• **Task goal**: From the line with "Object detection ground-truth generation. Target object: seated" through the line with "Object detection ground-truth generation. Target object: shorts", inclusive, return each line of the data below exactly and leave the rest out.
____ Task inputs
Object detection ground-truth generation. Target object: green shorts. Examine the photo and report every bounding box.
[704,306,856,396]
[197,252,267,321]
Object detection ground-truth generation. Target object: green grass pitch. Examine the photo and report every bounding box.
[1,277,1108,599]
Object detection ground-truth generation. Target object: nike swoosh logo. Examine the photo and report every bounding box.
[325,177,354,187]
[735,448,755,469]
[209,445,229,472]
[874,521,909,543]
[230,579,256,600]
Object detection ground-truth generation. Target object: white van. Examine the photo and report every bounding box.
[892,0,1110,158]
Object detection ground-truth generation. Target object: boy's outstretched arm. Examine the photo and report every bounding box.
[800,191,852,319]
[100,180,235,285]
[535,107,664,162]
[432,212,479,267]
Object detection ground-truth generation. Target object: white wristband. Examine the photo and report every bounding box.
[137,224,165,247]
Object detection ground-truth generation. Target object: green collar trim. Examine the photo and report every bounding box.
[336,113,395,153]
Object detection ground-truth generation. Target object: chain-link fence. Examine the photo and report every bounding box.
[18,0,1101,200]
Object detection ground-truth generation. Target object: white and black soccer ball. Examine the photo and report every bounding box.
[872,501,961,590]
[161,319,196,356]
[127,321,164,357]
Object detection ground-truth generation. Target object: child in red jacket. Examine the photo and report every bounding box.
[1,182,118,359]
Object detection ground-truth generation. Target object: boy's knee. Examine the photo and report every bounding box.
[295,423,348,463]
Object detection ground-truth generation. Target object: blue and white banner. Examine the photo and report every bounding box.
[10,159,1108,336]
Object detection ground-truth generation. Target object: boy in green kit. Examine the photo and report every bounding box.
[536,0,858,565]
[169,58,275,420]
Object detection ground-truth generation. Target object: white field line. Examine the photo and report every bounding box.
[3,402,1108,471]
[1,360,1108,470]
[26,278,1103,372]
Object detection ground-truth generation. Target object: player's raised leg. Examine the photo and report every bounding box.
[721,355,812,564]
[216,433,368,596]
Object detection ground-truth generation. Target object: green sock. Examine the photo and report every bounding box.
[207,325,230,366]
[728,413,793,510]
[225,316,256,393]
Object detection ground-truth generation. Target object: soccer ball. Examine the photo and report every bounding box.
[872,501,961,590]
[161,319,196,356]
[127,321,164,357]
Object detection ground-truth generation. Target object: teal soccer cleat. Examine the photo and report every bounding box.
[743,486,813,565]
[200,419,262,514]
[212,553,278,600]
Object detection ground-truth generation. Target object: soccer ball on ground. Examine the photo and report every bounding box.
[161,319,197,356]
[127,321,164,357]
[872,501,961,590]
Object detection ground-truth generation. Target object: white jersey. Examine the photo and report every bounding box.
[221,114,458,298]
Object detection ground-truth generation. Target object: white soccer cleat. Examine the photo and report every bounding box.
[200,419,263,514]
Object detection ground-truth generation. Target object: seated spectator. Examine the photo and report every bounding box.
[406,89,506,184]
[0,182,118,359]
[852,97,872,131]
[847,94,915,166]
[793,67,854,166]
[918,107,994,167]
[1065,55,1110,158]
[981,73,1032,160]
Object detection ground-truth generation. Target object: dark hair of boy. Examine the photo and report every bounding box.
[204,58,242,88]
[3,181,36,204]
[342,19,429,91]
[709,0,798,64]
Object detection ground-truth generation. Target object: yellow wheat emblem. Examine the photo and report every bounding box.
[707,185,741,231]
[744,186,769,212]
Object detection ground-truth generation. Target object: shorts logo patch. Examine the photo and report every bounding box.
________
____ Task inputs
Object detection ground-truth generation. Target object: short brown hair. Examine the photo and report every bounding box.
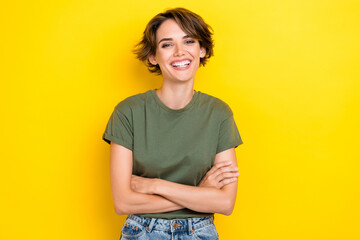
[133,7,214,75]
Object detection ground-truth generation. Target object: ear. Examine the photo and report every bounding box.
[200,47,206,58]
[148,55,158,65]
________
• **Written response**:
Object detection ground-truth generation. Target object: seated spectator. Examine the photo and report every bounding box.
[406,89,506,184]
[0,182,118,359]
[852,97,872,131]
[847,94,915,166]
[793,67,854,166]
[918,107,994,167]
[1065,55,1110,158]
[981,73,1032,160]
Object detection ground-truth generation. Target object: dark hair of boy. Examine the photo and report every bounding box.
[204,58,242,88]
[3,181,36,204]
[342,19,429,91]
[709,0,798,64]
Object detection ground-truth generation. Target object: yellow wheat emblem. Examine the photo and report every bounding box.
[707,185,741,231]
[744,186,769,212]
Object detection ground-truth generation. Target object: shorts logo patch. Examine the photo and report every bounding box.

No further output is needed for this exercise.